_EXERCISE PROMPT_
Return each line of the records below verbatim, from first to last, and omit the pictures.

_SUPPLIED INFORMATION_
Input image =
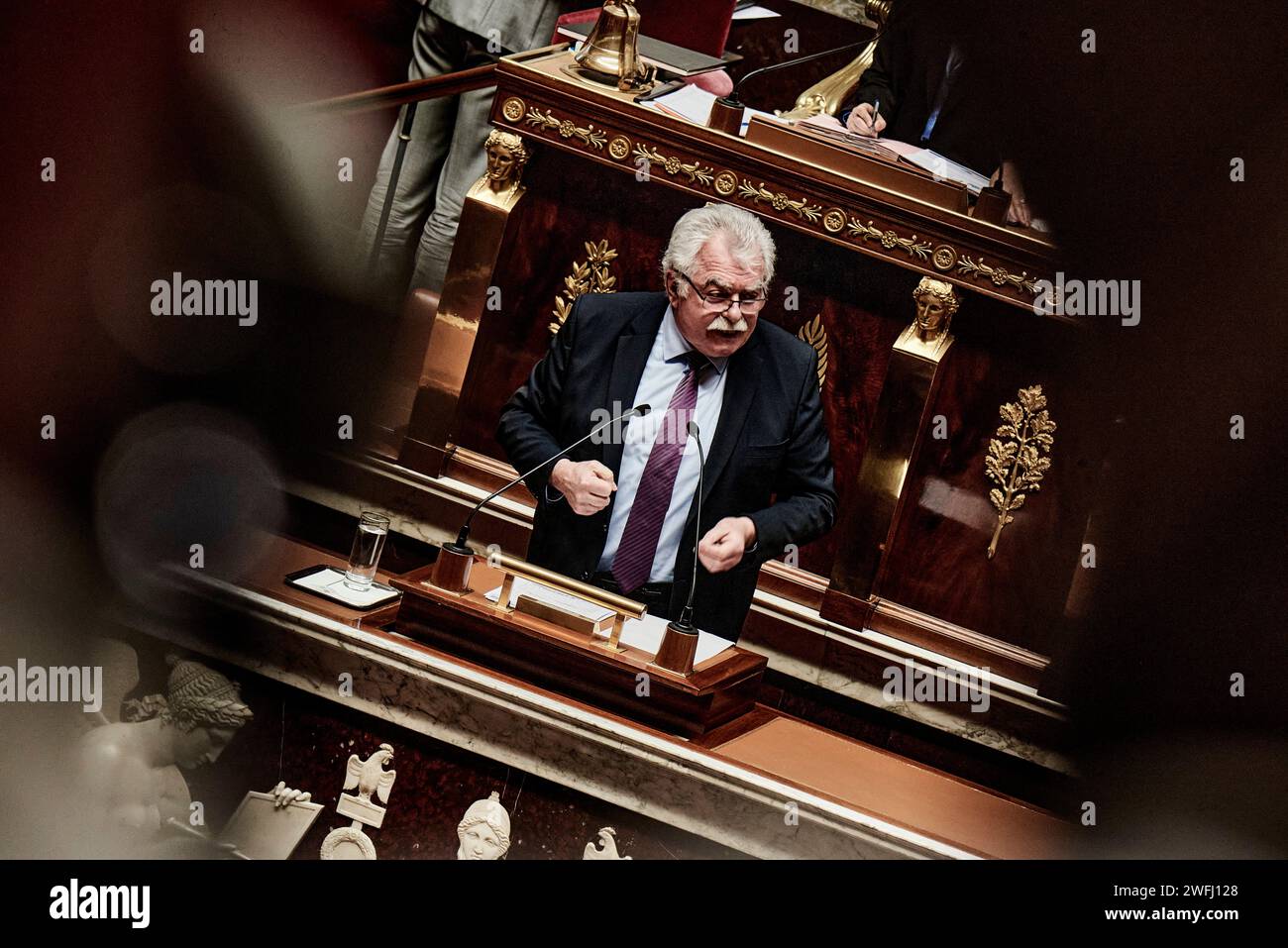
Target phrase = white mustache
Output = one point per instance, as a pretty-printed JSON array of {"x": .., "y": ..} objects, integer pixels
[{"x": 722, "y": 325}]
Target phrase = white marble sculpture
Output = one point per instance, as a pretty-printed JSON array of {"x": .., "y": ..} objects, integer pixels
[
  {"x": 132, "y": 768},
  {"x": 606, "y": 846},
  {"x": 484, "y": 830},
  {"x": 368, "y": 777}
]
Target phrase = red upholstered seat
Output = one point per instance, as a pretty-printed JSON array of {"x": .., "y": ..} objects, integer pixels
[{"x": 698, "y": 25}]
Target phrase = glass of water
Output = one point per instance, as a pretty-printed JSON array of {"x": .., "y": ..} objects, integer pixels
[{"x": 368, "y": 544}]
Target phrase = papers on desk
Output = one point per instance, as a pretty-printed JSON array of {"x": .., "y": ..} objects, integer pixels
[
  {"x": 754, "y": 12},
  {"x": 644, "y": 634},
  {"x": 947, "y": 168},
  {"x": 695, "y": 104}
]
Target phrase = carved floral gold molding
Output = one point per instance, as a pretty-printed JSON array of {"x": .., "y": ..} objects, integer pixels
[
  {"x": 589, "y": 136},
  {"x": 591, "y": 274},
  {"x": 815, "y": 334},
  {"x": 1016, "y": 458},
  {"x": 833, "y": 220}
]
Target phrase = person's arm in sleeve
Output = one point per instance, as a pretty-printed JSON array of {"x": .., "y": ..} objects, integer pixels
[
  {"x": 531, "y": 417},
  {"x": 805, "y": 505}
]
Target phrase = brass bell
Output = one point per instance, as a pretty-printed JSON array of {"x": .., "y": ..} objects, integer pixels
[{"x": 610, "y": 53}]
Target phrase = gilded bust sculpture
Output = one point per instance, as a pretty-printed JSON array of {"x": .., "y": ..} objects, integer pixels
[
  {"x": 132, "y": 768},
  {"x": 506, "y": 155}
]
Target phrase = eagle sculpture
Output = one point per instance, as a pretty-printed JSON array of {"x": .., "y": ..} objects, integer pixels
[{"x": 369, "y": 776}]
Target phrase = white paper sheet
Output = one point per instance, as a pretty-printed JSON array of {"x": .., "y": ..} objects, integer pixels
[
  {"x": 645, "y": 634},
  {"x": 755, "y": 12},
  {"x": 331, "y": 581},
  {"x": 945, "y": 167}
]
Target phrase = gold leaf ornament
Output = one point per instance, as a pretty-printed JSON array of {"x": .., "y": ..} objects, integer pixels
[
  {"x": 815, "y": 334},
  {"x": 1017, "y": 458},
  {"x": 592, "y": 274}
]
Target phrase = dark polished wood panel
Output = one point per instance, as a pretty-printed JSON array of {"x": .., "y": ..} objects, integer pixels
[{"x": 717, "y": 690}]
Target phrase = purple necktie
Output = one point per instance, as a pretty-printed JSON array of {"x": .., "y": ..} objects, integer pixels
[{"x": 634, "y": 558}]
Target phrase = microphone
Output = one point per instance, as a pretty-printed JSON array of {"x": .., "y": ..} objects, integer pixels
[
  {"x": 642, "y": 410},
  {"x": 686, "y": 621},
  {"x": 726, "y": 111},
  {"x": 681, "y": 640}
]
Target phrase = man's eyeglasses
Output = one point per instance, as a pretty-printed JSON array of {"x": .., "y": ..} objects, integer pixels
[{"x": 720, "y": 301}]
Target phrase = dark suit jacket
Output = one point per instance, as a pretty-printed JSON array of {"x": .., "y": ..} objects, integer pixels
[
  {"x": 907, "y": 68},
  {"x": 769, "y": 458}
]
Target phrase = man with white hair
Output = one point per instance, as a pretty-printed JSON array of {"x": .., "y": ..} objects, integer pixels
[{"x": 621, "y": 513}]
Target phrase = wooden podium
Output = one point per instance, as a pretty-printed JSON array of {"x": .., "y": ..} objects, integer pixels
[{"x": 473, "y": 627}]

_SOLUTION TO THIS EXERCISE_
Input image =
Target phrase = white mustache
Output = one point per instance, as a pretty-printed JSON array of {"x": .., "y": ..} objects, integer pixels
[{"x": 722, "y": 325}]
Target phrase = white marble sculpture
Output = one point per instance, as a pretty-printed JSON array of {"x": .., "y": ..} objects, integer pixels
[
  {"x": 132, "y": 768},
  {"x": 606, "y": 846},
  {"x": 484, "y": 830},
  {"x": 368, "y": 777}
]
Target phrase = red upholstered seat
Output = one point per instance, as a pretty-printed JSON array of {"x": .., "y": ..} objects, integer pixels
[{"x": 698, "y": 25}]
Target phrase = glass of water
Output = one point per instance, as a pretty-printed JSON array of {"x": .., "y": ..} objects, integer pixels
[{"x": 368, "y": 544}]
Target phrase = papers on desk
Output = one point per instance, as a pretty-printed JSON array of {"x": .., "y": ..} objects, integer pixels
[
  {"x": 754, "y": 12},
  {"x": 644, "y": 634},
  {"x": 947, "y": 168},
  {"x": 695, "y": 104}
]
Target phrase = carved floral gold molding
Output = one point per instance, as a pretty-printed JSON array of {"x": .., "y": ..} objects, integer pixels
[
  {"x": 589, "y": 136},
  {"x": 591, "y": 274},
  {"x": 815, "y": 334},
  {"x": 1016, "y": 458},
  {"x": 833, "y": 220}
]
Target phrase = person's arm in sleeve
Output = one point per instance, as a pretty-printed JSON array of {"x": .., "y": ..} objects, integer pixels
[
  {"x": 531, "y": 417},
  {"x": 805, "y": 505}
]
Target phrase = brass bell
Output = one point per instance, as a pretty-printed JSON array of {"x": .., "y": ..} objects, integer pixels
[{"x": 610, "y": 53}]
Target phrase = gilded bust sculpture
Output = one point per instance, as a pretty-printed JSON array of {"x": .., "y": ..} objects, integer pixels
[
  {"x": 132, "y": 768},
  {"x": 506, "y": 155}
]
Target phrase = eagle sculpture
Output = one point per instance, as a pretty-printed JSON array of {"x": .., "y": ..} objects, integer pixels
[{"x": 369, "y": 776}]
Target phrase = white paper sheet
Output = one point per instance, as a pretty-printed JSON array of {"x": .., "y": ..} objects, integer pixels
[
  {"x": 645, "y": 634},
  {"x": 755, "y": 12},
  {"x": 331, "y": 581},
  {"x": 945, "y": 167}
]
Target phrase = gold leaf ornament
Output = one point per instance, as a pretty-printed JSON array of {"x": .., "y": ..} objects, integer pixels
[
  {"x": 815, "y": 334},
  {"x": 1017, "y": 458},
  {"x": 592, "y": 274}
]
Target phrase = dark polished wood panel
Output = one point per instance, as a pretty-printed JSON array of {"x": .., "y": ..} objects, integer pixels
[{"x": 717, "y": 690}]
Target phrase = purple necktie
Output = one point per instance, as a pretty-printed JSON array of {"x": .., "y": ..} objects, integer pixels
[{"x": 634, "y": 558}]
Target phrase = microphone
Output = one point per instance, as a pretty-printed JSON array of {"x": .., "y": ..} objects, integer pixels
[
  {"x": 642, "y": 410},
  {"x": 686, "y": 621},
  {"x": 726, "y": 111},
  {"x": 681, "y": 640}
]
Target phrase = man's eyeglasses
Output = one point per instance, as a pretty-printed JSON array of {"x": .., "y": ..} objects, integer pixels
[{"x": 720, "y": 301}]
Target phrase = dark suit jacket
Output = one point per instance, as a pretty-printed JSON array of {"x": .., "y": ..} objects, integer pixels
[
  {"x": 907, "y": 68},
  {"x": 769, "y": 458}
]
Target phrase = man with white hair
Output = one point per instance, as a pretty-printed JSON array of {"x": .., "y": ..} objects, integer pixels
[{"x": 621, "y": 513}]
Target phrase = wooden podium
Output = one point per instance, as a pretty-printed JSON array of {"x": .., "y": ..} objects, integer pixels
[{"x": 473, "y": 627}]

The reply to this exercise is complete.